■ Instructions to follow: Can you quote verbatim the lines of the entries from the one containing "pad, one per instance" up to and including the final line of the entries?
+++
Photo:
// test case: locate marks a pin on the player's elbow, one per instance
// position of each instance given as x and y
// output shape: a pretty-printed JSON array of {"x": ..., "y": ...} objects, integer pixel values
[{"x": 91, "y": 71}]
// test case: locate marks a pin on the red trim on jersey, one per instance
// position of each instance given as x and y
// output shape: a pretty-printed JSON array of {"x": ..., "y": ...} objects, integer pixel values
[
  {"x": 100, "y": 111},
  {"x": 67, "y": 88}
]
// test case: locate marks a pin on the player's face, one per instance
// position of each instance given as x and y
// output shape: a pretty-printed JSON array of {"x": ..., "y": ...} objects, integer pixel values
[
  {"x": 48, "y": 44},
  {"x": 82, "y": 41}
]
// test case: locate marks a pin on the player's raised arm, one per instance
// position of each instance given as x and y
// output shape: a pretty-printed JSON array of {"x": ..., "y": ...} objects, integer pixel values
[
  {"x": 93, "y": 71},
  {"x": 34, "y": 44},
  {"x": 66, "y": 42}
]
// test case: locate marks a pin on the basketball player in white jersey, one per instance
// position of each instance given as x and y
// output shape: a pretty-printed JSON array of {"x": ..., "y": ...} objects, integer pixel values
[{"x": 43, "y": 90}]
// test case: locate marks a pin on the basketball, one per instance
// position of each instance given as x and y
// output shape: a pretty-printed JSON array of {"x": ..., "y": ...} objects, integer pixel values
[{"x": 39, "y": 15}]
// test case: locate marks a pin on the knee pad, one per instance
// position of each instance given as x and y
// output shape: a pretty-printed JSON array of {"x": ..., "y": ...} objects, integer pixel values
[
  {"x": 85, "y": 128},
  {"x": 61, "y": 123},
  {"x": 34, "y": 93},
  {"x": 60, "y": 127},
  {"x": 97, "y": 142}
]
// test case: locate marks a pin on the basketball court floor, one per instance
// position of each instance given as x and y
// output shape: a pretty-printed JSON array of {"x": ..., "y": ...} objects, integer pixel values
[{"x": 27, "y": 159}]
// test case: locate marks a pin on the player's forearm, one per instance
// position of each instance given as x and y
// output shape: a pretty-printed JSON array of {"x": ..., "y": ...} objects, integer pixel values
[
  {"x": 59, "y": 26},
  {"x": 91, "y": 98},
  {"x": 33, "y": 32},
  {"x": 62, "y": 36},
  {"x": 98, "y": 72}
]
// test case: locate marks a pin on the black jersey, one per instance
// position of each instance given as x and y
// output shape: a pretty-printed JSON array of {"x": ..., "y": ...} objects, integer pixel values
+++
■ Solution below:
// test case: locate marks a pin on the knee pad, one per instance
// position of each instance given as x and y
// output shape: a pretty-printed JSON array of {"x": ..., "y": ...} objects, integer pixel values
[
  {"x": 85, "y": 128},
  {"x": 61, "y": 123},
  {"x": 34, "y": 93},
  {"x": 60, "y": 127},
  {"x": 97, "y": 142}
]
// test case: locate marks a pin on the basketball court floor, one per instance
// position of each instance given as x and y
// output shape: a pretty-printed JSON array of {"x": ..., "y": ...} objects, integer pixel values
[{"x": 27, "y": 159}]
// test case: locate marks a pin on the player's forearm, one per instance
// position of each instance given as x and y
// output shape: a pretty-printed JSON array of {"x": ..., "y": ...} objects, integer pixel values
[
  {"x": 59, "y": 26},
  {"x": 91, "y": 98},
  {"x": 33, "y": 32},
  {"x": 62, "y": 36},
  {"x": 98, "y": 72}
]
// test case: locate marks a pin on the black jersey, one per instance
// position of each instance given as x and y
// output shape: a pretty-printed JSON array of {"x": ..., "y": ...} objects, integer pixel values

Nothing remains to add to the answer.